[What is expected]
Convert the entries between the line containing "As a warehouse robot's perception module, locate red" and the line containing "As a warehouse robot's perception module, locate black plastic", inclusive, into a JSON list of strings with one string per line, leaving out any blank lines. Include only those lines.

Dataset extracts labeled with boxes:
----------------

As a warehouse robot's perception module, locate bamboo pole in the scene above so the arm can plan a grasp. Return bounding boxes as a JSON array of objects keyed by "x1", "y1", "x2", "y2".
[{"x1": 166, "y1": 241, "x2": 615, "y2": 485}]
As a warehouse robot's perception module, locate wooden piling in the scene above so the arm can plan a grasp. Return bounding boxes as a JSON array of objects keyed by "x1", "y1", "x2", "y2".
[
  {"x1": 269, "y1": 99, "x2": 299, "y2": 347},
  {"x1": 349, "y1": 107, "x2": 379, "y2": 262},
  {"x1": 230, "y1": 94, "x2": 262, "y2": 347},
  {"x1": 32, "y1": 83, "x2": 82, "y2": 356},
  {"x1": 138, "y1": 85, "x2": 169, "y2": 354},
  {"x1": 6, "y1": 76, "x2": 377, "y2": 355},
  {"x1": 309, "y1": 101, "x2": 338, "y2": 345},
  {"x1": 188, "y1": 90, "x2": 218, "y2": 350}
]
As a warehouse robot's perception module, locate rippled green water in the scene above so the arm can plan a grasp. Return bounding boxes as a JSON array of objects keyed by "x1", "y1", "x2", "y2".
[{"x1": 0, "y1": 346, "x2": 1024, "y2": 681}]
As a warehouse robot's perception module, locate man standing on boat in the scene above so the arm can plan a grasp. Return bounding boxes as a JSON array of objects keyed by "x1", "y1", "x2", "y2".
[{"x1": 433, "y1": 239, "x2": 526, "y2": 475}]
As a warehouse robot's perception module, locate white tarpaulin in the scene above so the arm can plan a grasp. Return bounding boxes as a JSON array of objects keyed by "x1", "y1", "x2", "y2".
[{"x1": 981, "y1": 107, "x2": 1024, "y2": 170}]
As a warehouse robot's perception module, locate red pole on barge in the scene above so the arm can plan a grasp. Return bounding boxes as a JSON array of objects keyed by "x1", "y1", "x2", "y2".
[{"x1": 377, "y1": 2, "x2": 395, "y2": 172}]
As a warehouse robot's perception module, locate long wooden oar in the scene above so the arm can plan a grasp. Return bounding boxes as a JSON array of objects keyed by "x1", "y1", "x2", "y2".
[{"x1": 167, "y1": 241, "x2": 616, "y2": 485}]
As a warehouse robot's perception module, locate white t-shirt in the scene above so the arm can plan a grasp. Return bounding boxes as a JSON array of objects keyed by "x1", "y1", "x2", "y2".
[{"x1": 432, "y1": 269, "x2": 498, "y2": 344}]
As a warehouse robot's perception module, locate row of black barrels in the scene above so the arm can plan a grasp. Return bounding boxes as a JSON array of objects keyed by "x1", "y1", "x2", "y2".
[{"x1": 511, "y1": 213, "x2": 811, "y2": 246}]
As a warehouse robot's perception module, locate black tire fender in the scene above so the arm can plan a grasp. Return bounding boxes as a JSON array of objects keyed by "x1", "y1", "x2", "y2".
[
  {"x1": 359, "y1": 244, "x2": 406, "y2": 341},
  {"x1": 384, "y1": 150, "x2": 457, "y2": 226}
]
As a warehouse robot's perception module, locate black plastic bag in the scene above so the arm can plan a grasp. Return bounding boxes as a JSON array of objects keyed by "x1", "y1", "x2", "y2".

----------------

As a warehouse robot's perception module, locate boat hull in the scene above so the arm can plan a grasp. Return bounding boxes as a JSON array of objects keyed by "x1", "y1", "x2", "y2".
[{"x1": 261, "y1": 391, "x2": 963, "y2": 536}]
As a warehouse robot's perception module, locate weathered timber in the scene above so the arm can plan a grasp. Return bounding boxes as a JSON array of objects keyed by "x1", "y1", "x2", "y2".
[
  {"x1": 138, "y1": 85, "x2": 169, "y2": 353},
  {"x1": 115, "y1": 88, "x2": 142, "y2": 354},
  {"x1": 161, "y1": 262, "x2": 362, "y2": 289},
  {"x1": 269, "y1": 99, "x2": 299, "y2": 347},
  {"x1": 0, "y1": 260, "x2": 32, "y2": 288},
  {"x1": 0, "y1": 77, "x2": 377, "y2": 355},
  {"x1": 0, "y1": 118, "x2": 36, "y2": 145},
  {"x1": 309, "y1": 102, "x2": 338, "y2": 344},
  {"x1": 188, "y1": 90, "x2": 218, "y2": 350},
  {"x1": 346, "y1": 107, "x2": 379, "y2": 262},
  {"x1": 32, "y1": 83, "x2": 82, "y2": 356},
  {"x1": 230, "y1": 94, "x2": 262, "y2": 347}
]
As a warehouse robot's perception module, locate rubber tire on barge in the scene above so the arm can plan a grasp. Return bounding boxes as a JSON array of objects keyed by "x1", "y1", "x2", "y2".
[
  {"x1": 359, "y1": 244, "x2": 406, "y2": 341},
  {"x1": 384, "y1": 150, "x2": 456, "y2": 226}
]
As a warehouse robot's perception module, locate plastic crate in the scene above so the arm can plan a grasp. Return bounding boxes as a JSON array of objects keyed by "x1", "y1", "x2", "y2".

----------------

[Exercise response]
[
  "As a warehouse robot's perception module, locate red pole on barge in the scene above so the arm can plan a grasp. Return bounding boxes as a JSON array of objects keyed by \"x1\", \"y1\", \"x2\", \"y2\".",
  "[{\"x1\": 377, \"y1\": 2, \"x2\": 395, \"y2\": 172}]",
  "As a warehouse robot's perception module, locate long wooden oar in the scene above so the arm can plan a grasp. Return bounding boxes as a JSON array of objects keyed by \"x1\", \"y1\", \"x2\", \"y2\".",
  "[{\"x1\": 167, \"y1\": 241, \"x2\": 616, \"y2\": 485}]",
  "As a warehouse robot's perception module, locate white t-shirt in the scene above so the arm can plan a grasp. Return bounding boxes as a JSON array of objects keyed by \"x1\", \"y1\", \"x2\", \"y2\".",
  "[{\"x1\": 432, \"y1\": 269, \"x2\": 498, \"y2\": 344}]",
  "As a warehouse robot's perception module, locate row of black barrels in the scene above so the arm can plan a grasp. Return bounding boxes as a JSON array of objects keyed by \"x1\", \"y1\", \"x2\", \"y2\".",
  "[{\"x1\": 511, \"y1\": 213, \"x2\": 811, \"y2\": 246}]",
  "As a warehouse robot's perception module, locate black tire fender in the scene above so the arm can plan a grasp. Return bounding boxes as a JSON array of objects keyed by \"x1\", \"y1\", \"x2\", \"y2\".",
  "[",
  "  {\"x1\": 359, \"y1\": 244, \"x2\": 406, \"y2\": 341},",
  "  {\"x1\": 384, \"y1\": 150, \"x2\": 457, \"y2\": 226}",
  "]",
  "As a warehouse robot's perception module, locate black plastic bag in the scene above so the arm can plan a grasp. Return bounding boxes as a JSON array of objects keyed by \"x1\", \"y1\", \"x2\", \"y2\"."
]